PROBLEM REQUIREMENTS:
The word "frying" marks the lines you need; copy each of them from the data.

[Stored data entries]
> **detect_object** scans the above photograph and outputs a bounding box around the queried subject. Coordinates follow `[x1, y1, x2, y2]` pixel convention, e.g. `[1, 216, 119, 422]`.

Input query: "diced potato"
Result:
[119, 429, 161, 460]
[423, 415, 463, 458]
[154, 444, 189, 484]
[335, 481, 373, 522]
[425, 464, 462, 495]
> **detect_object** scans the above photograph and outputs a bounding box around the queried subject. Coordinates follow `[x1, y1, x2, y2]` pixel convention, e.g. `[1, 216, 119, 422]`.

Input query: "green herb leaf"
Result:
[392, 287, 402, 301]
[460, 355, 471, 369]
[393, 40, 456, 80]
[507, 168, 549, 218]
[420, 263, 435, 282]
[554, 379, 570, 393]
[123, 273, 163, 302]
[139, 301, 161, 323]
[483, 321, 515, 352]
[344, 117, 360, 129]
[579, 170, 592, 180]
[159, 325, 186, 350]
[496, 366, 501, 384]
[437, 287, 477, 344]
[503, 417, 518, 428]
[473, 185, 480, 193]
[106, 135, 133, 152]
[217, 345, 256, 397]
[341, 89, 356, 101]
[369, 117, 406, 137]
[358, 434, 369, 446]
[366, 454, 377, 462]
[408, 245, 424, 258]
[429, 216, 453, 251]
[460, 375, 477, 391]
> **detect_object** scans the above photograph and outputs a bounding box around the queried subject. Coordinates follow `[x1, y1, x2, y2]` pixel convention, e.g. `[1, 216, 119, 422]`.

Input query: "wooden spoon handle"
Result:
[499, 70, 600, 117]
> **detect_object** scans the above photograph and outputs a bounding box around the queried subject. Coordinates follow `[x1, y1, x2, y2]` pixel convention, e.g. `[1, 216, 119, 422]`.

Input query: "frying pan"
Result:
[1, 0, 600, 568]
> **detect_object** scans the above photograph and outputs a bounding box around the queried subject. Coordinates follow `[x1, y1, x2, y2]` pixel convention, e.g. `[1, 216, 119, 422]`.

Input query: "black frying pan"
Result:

SOLUTION:
Input query: "frying pan"
Input query: "black frying pan"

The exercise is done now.